*TASK GOAL*
The records are to be reproduced verbatim.

━━━━━━━━━━━━━━━━━━━━

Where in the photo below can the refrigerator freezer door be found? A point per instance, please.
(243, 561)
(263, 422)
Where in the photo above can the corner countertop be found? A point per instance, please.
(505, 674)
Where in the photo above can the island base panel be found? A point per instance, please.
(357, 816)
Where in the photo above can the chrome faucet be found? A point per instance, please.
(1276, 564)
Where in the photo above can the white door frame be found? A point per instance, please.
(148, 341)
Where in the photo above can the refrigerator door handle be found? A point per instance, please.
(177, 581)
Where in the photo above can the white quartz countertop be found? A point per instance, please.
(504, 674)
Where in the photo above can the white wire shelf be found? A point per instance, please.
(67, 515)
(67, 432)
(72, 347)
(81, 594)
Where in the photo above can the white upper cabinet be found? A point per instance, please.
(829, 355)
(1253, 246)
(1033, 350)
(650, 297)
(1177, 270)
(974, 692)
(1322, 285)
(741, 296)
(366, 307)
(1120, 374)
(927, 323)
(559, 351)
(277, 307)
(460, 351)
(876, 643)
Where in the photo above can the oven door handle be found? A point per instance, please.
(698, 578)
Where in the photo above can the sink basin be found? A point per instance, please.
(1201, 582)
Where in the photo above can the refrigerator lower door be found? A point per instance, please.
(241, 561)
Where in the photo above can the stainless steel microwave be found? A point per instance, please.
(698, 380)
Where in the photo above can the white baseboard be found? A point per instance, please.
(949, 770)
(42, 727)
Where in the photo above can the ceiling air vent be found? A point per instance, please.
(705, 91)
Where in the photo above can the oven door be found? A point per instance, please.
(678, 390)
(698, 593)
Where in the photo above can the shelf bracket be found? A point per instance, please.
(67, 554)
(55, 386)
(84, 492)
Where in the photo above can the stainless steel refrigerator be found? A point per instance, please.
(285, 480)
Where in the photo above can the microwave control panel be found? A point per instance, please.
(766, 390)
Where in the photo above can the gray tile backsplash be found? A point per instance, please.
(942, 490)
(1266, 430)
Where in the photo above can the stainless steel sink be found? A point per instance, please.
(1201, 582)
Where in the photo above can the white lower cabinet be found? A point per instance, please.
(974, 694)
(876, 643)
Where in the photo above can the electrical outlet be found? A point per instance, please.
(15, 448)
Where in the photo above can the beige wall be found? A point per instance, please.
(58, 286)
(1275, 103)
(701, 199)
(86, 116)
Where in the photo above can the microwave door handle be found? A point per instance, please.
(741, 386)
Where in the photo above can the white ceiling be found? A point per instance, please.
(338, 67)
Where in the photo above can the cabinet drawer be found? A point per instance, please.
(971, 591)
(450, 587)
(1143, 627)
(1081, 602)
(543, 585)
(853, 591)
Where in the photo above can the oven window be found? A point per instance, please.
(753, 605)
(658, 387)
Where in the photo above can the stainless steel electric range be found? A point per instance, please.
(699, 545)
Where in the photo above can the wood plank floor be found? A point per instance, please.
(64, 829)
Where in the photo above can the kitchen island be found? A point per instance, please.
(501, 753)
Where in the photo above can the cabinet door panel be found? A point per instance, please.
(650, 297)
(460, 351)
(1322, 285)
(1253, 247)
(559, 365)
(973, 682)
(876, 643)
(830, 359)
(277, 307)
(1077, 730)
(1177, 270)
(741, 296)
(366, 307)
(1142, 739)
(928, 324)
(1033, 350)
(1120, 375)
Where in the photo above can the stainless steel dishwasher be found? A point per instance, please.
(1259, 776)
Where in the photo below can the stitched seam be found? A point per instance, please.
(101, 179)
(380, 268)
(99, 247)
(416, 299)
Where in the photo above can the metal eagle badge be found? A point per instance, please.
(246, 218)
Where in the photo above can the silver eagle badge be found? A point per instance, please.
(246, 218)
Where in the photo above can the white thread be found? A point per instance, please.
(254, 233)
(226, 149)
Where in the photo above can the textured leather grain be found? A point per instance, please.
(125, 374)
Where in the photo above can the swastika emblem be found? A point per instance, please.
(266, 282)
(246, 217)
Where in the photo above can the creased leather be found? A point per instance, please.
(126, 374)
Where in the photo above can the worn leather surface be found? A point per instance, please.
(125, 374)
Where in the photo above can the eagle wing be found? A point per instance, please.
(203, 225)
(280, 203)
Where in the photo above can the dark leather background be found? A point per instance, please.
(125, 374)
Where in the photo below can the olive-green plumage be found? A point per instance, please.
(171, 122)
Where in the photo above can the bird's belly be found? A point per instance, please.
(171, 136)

━━━━━━━━━━━━━━━━━━━━

*OUTPUT FOR THIS TASK*
Where in the photo below can the refrigerator freezer door be found? A point per instance, please.
(243, 561)
(263, 422)
Where in the photo above can the corner countertop be found? A point per instance, please.
(505, 674)
Where in the photo above can the island base panel be found? A point per instance, please.
(357, 816)
Where in the photo above can the chrome faucet be found? A point per instance, please.
(1276, 564)
Where in the photo above can the white door frame be found? A point per instance, please.
(148, 341)
Where in the photo above can the refrigerator door handle be found? A point per instance, please.
(177, 581)
Where in the photo above can the white quartz countertop be found? A point per instance, please.
(504, 674)
Where in the photo above can the white wire shelf be found? A point per instance, please.
(67, 515)
(67, 432)
(72, 347)
(81, 594)
Where in the photo above can the white upper cabinet be found? A point per instance, please.
(829, 355)
(1253, 246)
(1033, 350)
(650, 297)
(1177, 270)
(974, 692)
(1322, 285)
(741, 296)
(366, 307)
(1120, 374)
(927, 323)
(559, 351)
(277, 307)
(460, 351)
(876, 643)
Where in the photo above can the oven door handle be found? A point per instance, please.
(698, 578)
Where in the photo above can the sink basin be found? A point per instance, please.
(1201, 582)
Where in the photo above can the refrigerator lower door be found? A point per instance, please.
(241, 561)
Where in the photo above can the stainless steel microwave be found? A point per instance, please.
(698, 380)
Where in the photo above can the white baseboard be found? A point per instance, please.
(949, 770)
(42, 727)
Where in the photo above can the ceiling air vent be found? A point per instance, please.
(705, 91)
Where in the photo above can the oven door be found? A point per instance, please.
(678, 390)
(698, 593)
Where in the photo above can the shelf bracket be found? A point per instance, please.
(67, 554)
(55, 386)
(84, 492)
Where in the photo above can the stainless steel refrigerator be found? A point per instance, please.
(285, 480)
Where in the photo above can the microwave control panel be found? A point per instance, please.
(766, 390)
Where in the photo above can the gray tile backsplash be found? A point per instance, please.
(942, 490)
(1266, 430)
Where in the photo above can the stainless steel sink be found? A point per instance, please.
(1201, 582)
Where in the photo above can the white lower cabinet be found? A point per instance, please.
(974, 694)
(876, 643)
Where in the photo above can the electrical outlet be found? A point per instance, please.
(15, 448)
Where in the photo above can the beige wall be found? A point per instance, please.
(58, 286)
(1275, 103)
(701, 199)
(86, 116)
Where in the photo above can the microwave door handle be found? A point per instance, please.
(741, 386)
Where in the photo above can the white ceiling be found? A point per instance, please.
(338, 67)
Where in the photo above can the cabinet drawer be found? A point per instance, please.
(971, 591)
(450, 587)
(1143, 627)
(1081, 602)
(543, 585)
(853, 591)
Where in the photo above can the oven window be found? A point per instance, please.
(753, 605)
(658, 387)
Where in the photo above can the stainless steel electric range be found? A point per instance, please.
(699, 545)
Where in the photo above can the wood plank floor be found? A point per instance, please.
(64, 829)
Where in the photo above can the kitchen island be found? A point per instance, please.
(501, 753)
Where in the photo above can the cabinet door panel be found? A point per instance, please.
(650, 297)
(460, 351)
(1322, 285)
(1253, 247)
(559, 365)
(973, 682)
(876, 643)
(830, 359)
(277, 307)
(1077, 730)
(1177, 270)
(741, 296)
(366, 307)
(1142, 739)
(928, 324)
(1033, 350)
(1120, 375)
Where in the photo above can the stainless steel dishwasher be found? A point per instance, please.
(1259, 776)
Where in the photo below can the stitched seam be found? A point per instance, please.
(101, 179)
(380, 268)
(99, 247)
(416, 299)
Where in the photo above can the metal eagle badge be found? A point per instance, please.
(246, 218)
Where in the photo above can the silver eagle badge be found? A point per instance, please.
(246, 218)
Where in the photo above can the white thread be found? A point per instance, please.
(254, 233)
(226, 149)
Where in the photo above can the textured leather grain be found? A point per instance, please.
(125, 374)
Where in the photo above can the swastika emblem be found? A point per instance, please.
(266, 282)
(246, 217)
Where in the photo above can the creased leather be found? A point per instance, please.
(126, 374)
Where in the photo above can the worn leather surface be found? A point per instance, please.
(125, 374)
Where in the photo above can the eagle wing be found? A point per instance, please.
(203, 225)
(280, 203)
Where in the photo above can the dark leather background be found? A point per instance, please.
(125, 374)
Where in the photo below can the olive-green plumage be found? A point per instance, please.
(171, 122)
Where in the photo above can the bird's belly be found? A point per instance, please.
(171, 136)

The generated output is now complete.